### [Task to complete]
Return each line of the material below exactly. Begin at the first and end on the line with "lantern room glass?".

### [Data]
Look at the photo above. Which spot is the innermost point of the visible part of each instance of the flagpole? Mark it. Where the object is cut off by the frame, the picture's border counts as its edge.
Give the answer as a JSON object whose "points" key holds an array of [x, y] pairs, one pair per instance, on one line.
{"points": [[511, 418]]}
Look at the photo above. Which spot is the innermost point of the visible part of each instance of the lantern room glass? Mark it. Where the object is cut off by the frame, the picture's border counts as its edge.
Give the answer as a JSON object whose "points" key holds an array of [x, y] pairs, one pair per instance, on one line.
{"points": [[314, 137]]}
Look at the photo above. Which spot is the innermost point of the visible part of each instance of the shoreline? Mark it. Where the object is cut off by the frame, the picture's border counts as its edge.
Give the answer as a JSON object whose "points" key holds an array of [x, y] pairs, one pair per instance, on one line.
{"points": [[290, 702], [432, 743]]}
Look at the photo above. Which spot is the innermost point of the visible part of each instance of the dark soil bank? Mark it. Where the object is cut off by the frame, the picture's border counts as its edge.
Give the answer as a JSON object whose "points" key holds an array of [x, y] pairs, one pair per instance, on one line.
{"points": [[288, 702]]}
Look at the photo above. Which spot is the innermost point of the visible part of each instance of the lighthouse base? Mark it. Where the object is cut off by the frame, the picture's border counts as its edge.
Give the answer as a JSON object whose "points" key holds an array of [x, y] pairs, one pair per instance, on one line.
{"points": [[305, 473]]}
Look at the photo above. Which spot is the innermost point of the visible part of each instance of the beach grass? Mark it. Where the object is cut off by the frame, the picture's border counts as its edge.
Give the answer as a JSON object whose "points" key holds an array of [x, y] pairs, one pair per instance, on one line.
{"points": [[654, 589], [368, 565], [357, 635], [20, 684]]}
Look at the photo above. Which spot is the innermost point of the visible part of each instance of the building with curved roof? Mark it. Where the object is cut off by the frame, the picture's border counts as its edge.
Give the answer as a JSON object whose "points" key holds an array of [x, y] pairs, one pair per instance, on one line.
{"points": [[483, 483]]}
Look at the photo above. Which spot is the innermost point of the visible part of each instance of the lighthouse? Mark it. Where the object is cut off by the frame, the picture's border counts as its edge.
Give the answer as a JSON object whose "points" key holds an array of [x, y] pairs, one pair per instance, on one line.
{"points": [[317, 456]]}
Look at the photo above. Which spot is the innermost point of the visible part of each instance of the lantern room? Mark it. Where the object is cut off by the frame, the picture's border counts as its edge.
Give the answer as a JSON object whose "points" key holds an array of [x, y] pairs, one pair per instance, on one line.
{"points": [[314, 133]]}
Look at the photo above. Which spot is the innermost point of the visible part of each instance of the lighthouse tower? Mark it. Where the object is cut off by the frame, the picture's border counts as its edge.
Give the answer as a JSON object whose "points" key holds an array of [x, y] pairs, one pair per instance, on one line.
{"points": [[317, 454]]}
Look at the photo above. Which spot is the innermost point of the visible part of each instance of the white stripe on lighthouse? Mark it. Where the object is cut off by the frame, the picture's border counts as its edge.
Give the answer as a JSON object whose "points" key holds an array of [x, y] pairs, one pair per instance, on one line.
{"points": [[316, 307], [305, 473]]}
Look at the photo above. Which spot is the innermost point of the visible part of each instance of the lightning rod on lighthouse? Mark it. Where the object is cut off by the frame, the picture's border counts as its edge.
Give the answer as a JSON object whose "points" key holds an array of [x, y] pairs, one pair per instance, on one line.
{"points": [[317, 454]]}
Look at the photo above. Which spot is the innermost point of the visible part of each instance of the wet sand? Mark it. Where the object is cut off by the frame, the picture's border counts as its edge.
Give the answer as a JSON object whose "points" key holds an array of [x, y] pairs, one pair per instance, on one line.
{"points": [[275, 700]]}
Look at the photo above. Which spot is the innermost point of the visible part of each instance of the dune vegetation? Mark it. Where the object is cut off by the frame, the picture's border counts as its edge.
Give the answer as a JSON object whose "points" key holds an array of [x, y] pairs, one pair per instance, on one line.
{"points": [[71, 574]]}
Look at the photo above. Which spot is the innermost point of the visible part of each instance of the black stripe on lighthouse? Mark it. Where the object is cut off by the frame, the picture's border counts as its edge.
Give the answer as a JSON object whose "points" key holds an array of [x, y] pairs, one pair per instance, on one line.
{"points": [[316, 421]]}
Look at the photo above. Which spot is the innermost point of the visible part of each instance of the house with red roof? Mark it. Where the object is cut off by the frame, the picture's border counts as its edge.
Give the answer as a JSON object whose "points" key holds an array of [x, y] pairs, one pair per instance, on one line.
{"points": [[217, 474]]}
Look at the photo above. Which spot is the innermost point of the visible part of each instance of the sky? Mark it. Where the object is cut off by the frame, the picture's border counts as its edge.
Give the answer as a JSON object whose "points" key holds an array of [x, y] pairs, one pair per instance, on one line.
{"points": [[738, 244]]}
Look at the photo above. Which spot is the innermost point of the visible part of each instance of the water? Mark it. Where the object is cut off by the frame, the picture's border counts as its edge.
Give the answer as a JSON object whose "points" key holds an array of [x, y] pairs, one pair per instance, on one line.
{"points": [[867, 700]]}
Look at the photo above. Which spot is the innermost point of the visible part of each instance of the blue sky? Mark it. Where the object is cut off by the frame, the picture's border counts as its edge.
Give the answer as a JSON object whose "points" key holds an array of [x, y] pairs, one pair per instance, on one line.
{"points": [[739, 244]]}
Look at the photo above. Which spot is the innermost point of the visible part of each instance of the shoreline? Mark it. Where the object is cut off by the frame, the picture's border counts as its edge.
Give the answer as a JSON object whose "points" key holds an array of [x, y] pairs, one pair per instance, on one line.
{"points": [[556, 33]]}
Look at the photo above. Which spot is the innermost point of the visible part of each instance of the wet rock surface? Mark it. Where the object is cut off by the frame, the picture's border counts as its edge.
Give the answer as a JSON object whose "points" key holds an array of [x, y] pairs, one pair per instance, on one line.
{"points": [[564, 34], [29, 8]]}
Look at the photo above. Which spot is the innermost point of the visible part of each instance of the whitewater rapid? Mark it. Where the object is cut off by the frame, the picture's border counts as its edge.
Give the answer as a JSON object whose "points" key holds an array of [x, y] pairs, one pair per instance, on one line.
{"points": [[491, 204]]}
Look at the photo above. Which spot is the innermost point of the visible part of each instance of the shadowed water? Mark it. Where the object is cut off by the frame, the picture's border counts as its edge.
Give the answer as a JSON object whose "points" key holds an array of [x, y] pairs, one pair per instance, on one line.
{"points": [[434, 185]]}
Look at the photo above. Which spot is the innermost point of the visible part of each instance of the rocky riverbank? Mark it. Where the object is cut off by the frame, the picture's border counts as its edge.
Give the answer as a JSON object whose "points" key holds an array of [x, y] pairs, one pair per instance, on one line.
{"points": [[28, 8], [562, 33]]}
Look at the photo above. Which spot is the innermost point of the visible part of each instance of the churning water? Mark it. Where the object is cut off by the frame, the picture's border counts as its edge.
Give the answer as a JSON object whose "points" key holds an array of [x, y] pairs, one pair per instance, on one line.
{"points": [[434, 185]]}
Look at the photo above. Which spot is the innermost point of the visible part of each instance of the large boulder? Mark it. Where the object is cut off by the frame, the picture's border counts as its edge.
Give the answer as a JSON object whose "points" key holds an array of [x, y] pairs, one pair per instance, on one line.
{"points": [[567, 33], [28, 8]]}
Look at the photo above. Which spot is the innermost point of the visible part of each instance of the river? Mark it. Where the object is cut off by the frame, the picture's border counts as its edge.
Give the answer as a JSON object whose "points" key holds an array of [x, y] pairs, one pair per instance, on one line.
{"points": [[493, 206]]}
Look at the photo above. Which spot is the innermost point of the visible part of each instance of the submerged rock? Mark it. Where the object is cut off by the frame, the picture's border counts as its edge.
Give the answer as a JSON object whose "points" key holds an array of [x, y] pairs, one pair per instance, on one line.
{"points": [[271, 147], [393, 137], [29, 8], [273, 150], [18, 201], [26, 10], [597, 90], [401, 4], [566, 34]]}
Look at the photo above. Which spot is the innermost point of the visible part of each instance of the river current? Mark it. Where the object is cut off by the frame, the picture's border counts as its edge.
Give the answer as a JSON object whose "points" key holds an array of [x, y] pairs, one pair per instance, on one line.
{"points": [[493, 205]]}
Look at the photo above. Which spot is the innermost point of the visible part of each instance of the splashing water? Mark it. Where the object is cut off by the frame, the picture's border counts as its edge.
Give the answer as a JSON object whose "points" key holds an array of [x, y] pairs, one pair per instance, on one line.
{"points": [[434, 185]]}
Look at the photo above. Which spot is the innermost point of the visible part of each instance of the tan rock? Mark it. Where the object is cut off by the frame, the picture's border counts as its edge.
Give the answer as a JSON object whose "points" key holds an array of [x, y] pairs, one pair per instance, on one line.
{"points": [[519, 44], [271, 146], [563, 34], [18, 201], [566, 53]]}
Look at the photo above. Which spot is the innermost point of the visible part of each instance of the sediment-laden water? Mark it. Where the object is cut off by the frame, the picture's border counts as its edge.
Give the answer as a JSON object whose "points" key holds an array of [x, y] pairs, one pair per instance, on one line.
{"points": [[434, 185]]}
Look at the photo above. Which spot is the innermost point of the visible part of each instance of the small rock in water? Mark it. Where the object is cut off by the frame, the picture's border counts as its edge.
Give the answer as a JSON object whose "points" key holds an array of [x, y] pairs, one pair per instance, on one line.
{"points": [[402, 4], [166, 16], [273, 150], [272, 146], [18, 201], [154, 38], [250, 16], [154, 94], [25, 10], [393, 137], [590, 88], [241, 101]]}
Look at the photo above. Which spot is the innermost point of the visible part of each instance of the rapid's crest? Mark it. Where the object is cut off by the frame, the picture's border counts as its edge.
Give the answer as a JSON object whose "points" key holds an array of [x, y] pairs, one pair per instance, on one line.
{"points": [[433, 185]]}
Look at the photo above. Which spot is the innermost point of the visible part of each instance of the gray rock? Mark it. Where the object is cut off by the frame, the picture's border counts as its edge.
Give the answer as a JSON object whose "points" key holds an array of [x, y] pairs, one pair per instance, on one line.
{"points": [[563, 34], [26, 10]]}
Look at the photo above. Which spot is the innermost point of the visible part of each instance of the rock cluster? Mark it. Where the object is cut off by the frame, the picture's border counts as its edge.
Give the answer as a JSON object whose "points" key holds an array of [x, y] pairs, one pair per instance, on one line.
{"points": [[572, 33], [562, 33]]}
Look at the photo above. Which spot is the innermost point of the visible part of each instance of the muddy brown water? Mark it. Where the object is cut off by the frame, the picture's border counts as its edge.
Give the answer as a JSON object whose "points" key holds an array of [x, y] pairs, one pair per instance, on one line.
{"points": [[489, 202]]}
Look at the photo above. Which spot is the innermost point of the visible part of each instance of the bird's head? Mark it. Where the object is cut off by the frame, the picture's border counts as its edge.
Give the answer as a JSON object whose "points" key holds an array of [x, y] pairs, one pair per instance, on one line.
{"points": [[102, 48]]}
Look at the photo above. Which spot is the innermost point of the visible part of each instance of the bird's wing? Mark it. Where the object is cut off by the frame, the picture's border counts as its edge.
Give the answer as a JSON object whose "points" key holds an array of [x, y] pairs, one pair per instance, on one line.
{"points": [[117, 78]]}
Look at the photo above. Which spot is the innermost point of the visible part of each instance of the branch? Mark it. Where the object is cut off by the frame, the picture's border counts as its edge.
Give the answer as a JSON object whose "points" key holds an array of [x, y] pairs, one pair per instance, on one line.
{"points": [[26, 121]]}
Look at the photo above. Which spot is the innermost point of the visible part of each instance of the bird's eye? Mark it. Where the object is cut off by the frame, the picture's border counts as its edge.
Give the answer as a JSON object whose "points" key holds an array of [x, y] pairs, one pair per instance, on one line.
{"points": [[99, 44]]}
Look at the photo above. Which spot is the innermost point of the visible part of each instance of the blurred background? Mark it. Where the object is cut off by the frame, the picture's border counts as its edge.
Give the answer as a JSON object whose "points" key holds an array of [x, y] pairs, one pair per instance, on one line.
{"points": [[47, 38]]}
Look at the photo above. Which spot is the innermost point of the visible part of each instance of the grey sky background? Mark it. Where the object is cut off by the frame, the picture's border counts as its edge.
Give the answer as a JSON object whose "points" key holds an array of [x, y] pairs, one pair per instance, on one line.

### [Expected answer]
Look at the photo above. Which spot is the innermost point of the visible part of each instance of the flagpole? Mark it. Where the object is cut off by the frame, the picture's border counts as its edge.
Give the answer as a JSON object whose "points" key holds an array of [x, y] pairs, one pair per instance, on one line.
{"points": [[511, 418]]}
Look at the photo above. Which spot is the innermost point of the visible part of each instance of the lantern room glass? Mark it. Where the object is cut off by the frame, the picture's border counts as its edge.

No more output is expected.